▶ **DATA PROVIDED**:
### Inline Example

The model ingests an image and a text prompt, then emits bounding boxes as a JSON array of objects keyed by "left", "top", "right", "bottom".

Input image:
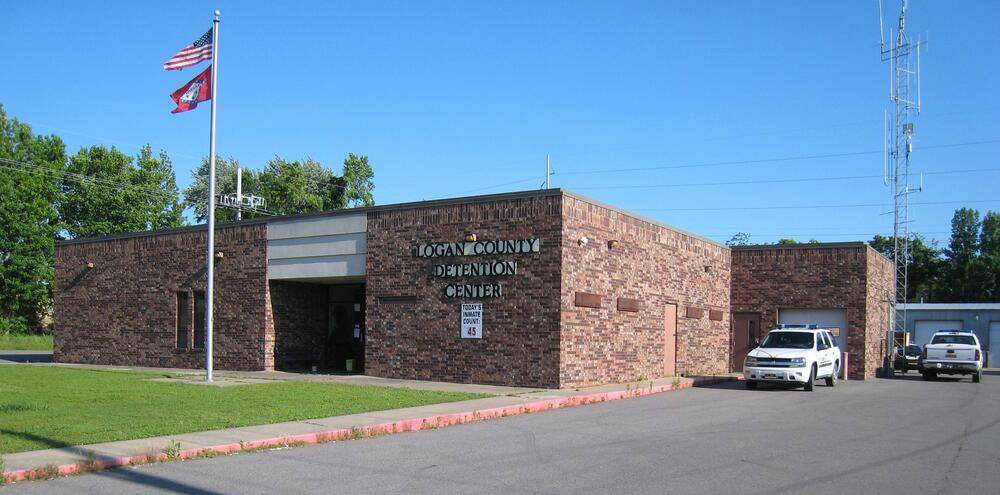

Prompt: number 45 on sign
[{"left": 462, "top": 303, "right": 483, "bottom": 339}]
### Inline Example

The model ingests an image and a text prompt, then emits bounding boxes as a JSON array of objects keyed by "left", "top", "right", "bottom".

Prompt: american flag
[{"left": 163, "top": 29, "right": 212, "bottom": 70}]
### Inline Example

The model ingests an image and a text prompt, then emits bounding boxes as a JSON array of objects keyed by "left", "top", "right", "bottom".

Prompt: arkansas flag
[{"left": 170, "top": 65, "right": 212, "bottom": 113}]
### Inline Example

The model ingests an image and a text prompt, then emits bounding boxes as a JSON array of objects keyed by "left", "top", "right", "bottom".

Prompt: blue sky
[{"left": 0, "top": 0, "right": 1000, "bottom": 242}]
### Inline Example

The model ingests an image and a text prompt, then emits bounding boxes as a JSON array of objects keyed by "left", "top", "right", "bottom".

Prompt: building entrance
[
  {"left": 732, "top": 313, "right": 760, "bottom": 371},
  {"left": 323, "top": 285, "right": 365, "bottom": 373}
]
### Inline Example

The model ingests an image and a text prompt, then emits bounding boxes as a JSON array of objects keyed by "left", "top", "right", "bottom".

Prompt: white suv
[{"left": 743, "top": 325, "right": 840, "bottom": 391}]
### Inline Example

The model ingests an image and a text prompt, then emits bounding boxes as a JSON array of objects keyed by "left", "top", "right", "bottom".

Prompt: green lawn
[
  {"left": 0, "top": 365, "right": 485, "bottom": 454},
  {"left": 0, "top": 333, "right": 52, "bottom": 351}
]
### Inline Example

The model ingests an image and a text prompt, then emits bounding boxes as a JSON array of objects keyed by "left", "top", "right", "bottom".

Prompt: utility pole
[
  {"left": 545, "top": 153, "right": 552, "bottom": 189},
  {"left": 879, "top": 0, "right": 923, "bottom": 377},
  {"left": 236, "top": 164, "right": 243, "bottom": 222}
]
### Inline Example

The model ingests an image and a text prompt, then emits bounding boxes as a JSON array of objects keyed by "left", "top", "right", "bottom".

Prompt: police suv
[{"left": 743, "top": 325, "right": 840, "bottom": 391}]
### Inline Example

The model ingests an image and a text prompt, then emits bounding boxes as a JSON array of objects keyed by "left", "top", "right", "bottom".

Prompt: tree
[
  {"left": 341, "top": 153, "right": 375, "bottom": 208},
  {"left": 868, "top": 234, "right": 945, "bottom": 302},
  {"left": 944, "top": 208, "right": 986, "bottom": 302},
  {"left": 726, "top": 232, "right": 750, "bottom": 246},
  {"left": 184, "top": 153, "right": 375, "bottom": 221},
  {"left": 260, "top": 156, "right": 323, "bottom": 215},
  {"left": 977, "top": 211, "right": 1000, "bottom": 302},
  {"left": 184, "top": 156, "right": 260, "bottom": 222},
  {"left": 59, "top": 145, "right": 183, "bottom": 239},
  {"left": 0, "top": 105, "right": 66, "bottom": 333}
]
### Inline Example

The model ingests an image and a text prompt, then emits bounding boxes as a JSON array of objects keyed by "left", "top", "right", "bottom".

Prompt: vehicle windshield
[
  {"left": 760, "top": 332, "right": 815, "bottom": 349},
  {"left": 931, "top": 335, "right": 976, "bottom": 345}
]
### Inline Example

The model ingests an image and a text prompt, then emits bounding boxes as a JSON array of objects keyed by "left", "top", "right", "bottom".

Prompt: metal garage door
[
  {"left": 778, "top": 309, "right": 847, "bottom": 358},
  {"left": 987, "top": 321, "right": 1000, "bottom": 368},
  {"left": 911, "top": 320, "right": 962, "bottom": 347}
]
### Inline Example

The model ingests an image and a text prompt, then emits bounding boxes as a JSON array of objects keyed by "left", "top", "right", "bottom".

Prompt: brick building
[{"left": 54, "top": 189, "right": 892, "bottom": 388}]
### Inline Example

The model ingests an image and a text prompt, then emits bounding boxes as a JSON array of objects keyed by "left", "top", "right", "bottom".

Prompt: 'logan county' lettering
[
  {"left": 432, "top": 261, "right": 517, "bottom": 278},
  {"left": 416, "top": 239, "right": 542, "bottom": 258},
  {"left": 444, "top": 284, "right": 503, "bottom": 299}
]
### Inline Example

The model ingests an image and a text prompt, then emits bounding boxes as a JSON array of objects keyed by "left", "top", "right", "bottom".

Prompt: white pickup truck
[{"left": 917, "top": 330, "right": 983, "bottom": 383}]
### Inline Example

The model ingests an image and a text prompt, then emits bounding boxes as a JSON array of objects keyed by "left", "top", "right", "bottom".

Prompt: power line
[
  {"left": 450, "top": 139, "right": 1000, "bottom": 197},
  {"left": 573, "top": 167, "right": 1000, "bottom": 191},
  {"left": 630, "top": 199, "right": 1000, "bottom": 211}
]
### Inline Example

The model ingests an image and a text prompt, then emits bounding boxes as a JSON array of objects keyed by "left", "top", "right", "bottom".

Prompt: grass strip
[
  {"left": 0, "top": 333, "right": 52, "bottom": 351},
  {"left": 0, "top": 365, "right": 488, "bottom": 454}
]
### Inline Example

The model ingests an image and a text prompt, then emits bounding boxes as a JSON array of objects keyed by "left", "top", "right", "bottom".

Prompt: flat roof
[{"left": 57, "top": 188, "right": 728, "bottom": 247}]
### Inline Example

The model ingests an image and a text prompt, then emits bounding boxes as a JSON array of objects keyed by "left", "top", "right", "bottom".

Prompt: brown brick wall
[
  {"left": 865, "top": 247, "right": 896, "bottom": 378},
  {"left": 731, "top": 243, "right": 887, "bottom": 379},
  {"left": 269, "top": 280, "right": 327, "bottom": 369},
  {"left": 365, "top": 194, "right": 561, "bottom": 387},
  {"left": 54, "top": 224, "right": 268, "bottom": 370},
  {"left": 560, "top": 196, "right": 730, "bottom": 387}
]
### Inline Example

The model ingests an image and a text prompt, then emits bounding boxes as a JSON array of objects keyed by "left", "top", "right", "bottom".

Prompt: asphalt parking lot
[{"left": 4, "top": 372, "right": 1000, "bottom": 495}]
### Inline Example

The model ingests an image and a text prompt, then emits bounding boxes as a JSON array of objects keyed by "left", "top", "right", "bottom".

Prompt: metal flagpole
[{"left": 205, "top": 10, "right": 219, "bottom": 382}]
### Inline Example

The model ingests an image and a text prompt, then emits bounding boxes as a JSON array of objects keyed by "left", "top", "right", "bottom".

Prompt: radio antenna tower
[{"left": 878, "top": 0, "right": 923, "bottom": 377}]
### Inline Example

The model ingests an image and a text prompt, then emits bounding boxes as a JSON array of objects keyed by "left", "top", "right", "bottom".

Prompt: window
[
  {"left": 177, "top": 292, "right": 191, "bottom": 349},
  {"left": 193, "top": 290, "right": 205, "bottom": 349}
]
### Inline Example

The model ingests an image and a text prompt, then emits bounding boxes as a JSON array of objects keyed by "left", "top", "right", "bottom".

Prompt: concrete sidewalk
[{"left": 3, "top": 374, "right": 736, "bottom": 481}]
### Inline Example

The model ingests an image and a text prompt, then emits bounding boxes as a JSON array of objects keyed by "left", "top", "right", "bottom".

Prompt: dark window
[
  {"left": 177, "top": 292, "right": 191, "bottom": 349},
  {"left": 194, "top": 290, "right": 205, "bottom": 349}
]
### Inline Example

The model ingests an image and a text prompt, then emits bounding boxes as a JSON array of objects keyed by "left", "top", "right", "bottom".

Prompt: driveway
[{"left": 4, "top": 372, "right": 1000, "bottom": 495}]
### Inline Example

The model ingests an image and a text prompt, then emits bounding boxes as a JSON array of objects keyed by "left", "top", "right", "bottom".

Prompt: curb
[{"left": 0, "top": 376, "right": 742, "bottom": 484}]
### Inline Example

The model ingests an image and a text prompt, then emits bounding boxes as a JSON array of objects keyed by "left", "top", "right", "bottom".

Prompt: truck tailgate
[{"left": 927, "top": 344, "right": 976, "bottom": 361}]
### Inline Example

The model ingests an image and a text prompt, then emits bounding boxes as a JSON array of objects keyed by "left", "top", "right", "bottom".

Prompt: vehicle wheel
[{"left": 826, "top": 363, "right": 840, "bottom": 387}]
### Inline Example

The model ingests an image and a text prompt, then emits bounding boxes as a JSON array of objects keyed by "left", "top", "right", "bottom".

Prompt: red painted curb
[{"left": 3, "top": 377, "right": 742, "bottom": 483}]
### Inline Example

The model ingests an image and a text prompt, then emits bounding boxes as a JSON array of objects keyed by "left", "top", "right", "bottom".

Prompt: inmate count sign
[{"left": 462, "top": 303, "right": 483, "bottom": 339}]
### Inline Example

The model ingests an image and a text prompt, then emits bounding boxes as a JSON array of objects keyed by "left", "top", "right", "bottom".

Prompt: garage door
[
  {"left": 911, "top": 320, "right": 962, "bottom": 347},
  {"left": 778, "top": 308, "right": 847, "bottom": 352},
  {"left": 987, "top": 321, "right": 1000, "bottom": 368}
]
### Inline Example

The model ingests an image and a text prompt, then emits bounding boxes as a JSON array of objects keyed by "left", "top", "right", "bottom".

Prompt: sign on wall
[{"left": 462, "top": 303, "right": 483, "bottom": 339}]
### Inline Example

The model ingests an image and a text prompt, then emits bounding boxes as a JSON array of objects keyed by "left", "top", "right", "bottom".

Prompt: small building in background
[{"left": 896, "top": 303, "right": 1000, "bottom": 366}]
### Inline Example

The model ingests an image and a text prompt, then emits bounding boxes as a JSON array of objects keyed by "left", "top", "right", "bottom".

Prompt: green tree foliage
[
  {"left": 943, "top": 208, "right": 986, "bottom": 302},
  {"left": 343, "top": 153, "right": 375, "bottom": 208},
  {"left": 868, "top": 235, "right": 945, "bottom": 302},
  {"left": 0, "top": 105, "right": 66, "bottom": 333},
  {"left": 184, "top": 156, "right": 260, "bottom": 222},
  {"left": 979, "top": 211, "right": 1000, "bottom": 302},
  {"left": 59, "top": 145, "right": 183, "bottom": 239},
  {"left": 184, "top": 153, "right": 375, "bottom": 221}
]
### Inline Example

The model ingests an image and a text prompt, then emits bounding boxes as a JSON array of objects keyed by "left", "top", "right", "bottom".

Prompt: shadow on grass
[
  {"left": 0, "top": 428, "right": 72, "bottom": 451},
  {"left": 0, "top": 351, "right": 52, "bottom": 363}
]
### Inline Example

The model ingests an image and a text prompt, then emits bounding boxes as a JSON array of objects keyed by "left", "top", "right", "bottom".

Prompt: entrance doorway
[
  {"left": 663, "top": 304, "right": 677, "bottom": 376},
  {"left": 323, "top": 285, "right": 365, "bottom": 373},
  {"left": 732, "top": 313, "right": 760, "bottom": 371}
]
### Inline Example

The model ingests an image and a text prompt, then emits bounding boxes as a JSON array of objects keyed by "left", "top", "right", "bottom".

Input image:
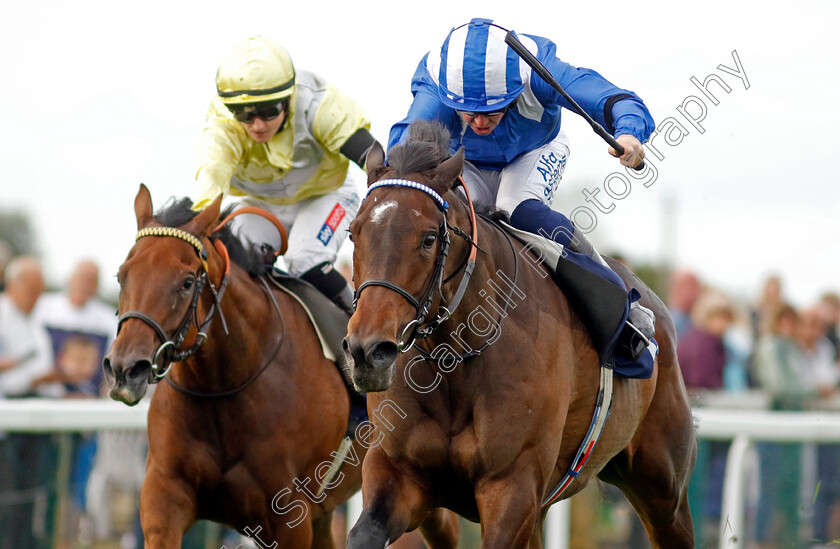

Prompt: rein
[
  {"left": 166, "top": 277, "right": 286, "bottom": 398},
  {"left": 117, "top": 227, "right": 230, "bottom": 384},
  {"left": 353, "top": 176, "right": 478, "bottom": 353}
]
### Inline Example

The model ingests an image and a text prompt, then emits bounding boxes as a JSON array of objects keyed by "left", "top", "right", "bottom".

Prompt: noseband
[
  {"left": 117, "top": 227, "right": 230, "bottom": 383},
  {"left": 353, "top": 177, "right": 478, "bottom": 353}
]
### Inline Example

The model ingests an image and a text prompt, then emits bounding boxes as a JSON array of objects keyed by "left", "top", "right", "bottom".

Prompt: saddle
[
  {"left": 496, "top": 220, "right": 658, "bottom": 379},
  {"left": 268, "top": 268, "right": 368, "bottom": 438}
]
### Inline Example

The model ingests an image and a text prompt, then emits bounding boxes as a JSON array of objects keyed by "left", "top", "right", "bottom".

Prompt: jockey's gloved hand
[{"left": 608, "top": 133, "right": 645, "bottom": 168}]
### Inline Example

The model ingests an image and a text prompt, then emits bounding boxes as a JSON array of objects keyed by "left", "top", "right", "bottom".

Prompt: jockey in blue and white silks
[{"left": 388, "top": 18, "right": 654, "bottom": 339}]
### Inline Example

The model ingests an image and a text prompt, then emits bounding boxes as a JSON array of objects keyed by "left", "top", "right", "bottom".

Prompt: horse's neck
[{"left": 440, "top": 208, "right": 521, "bottom": 348}]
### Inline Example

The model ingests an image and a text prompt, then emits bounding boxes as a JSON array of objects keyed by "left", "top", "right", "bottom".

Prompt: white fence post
[{"left": 543, "top": 499, "right": 572, "bottom": 549}]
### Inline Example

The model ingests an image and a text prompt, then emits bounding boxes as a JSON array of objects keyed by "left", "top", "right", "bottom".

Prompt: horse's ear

▶ **DESCRIPTION OF THE TASK**:
List every line of the rows above that contains the string "green", matching case exactly.

▶ **CORRECT ANSWER**:
Prompt: green lawn
Prompt: green tree foliage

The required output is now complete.